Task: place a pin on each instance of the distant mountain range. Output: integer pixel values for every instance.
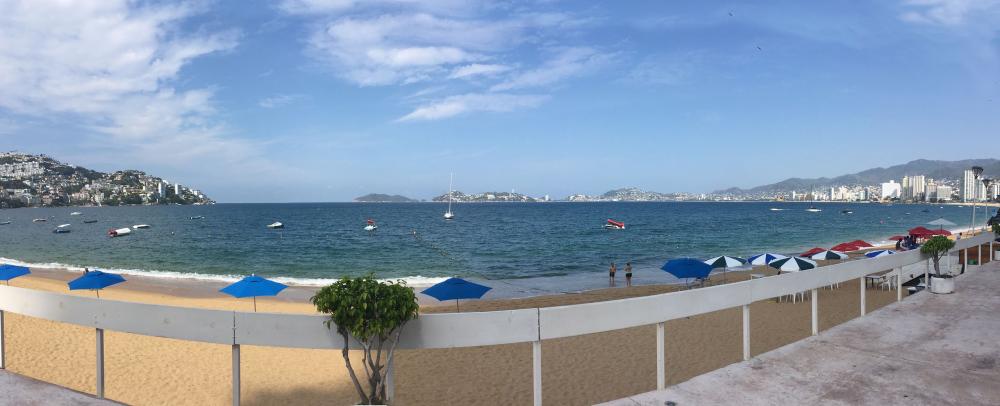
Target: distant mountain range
(383, 198)
(943, 170)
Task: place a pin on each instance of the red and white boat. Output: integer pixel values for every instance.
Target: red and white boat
(119, 232)
(614, 225)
============
[What you will do] A word-for-word copy of the lines from the one with "Target: distant mountain range" through the end of the listing is what should be returned.

[Solved problem]
Target: distant mountain range
(383, 198)
(943, 170)
Task: place a pin on each instance of the red and white boat. Output: integer pixel values for every instance.
Target: red and white boat
(119, 232)
(614, 225)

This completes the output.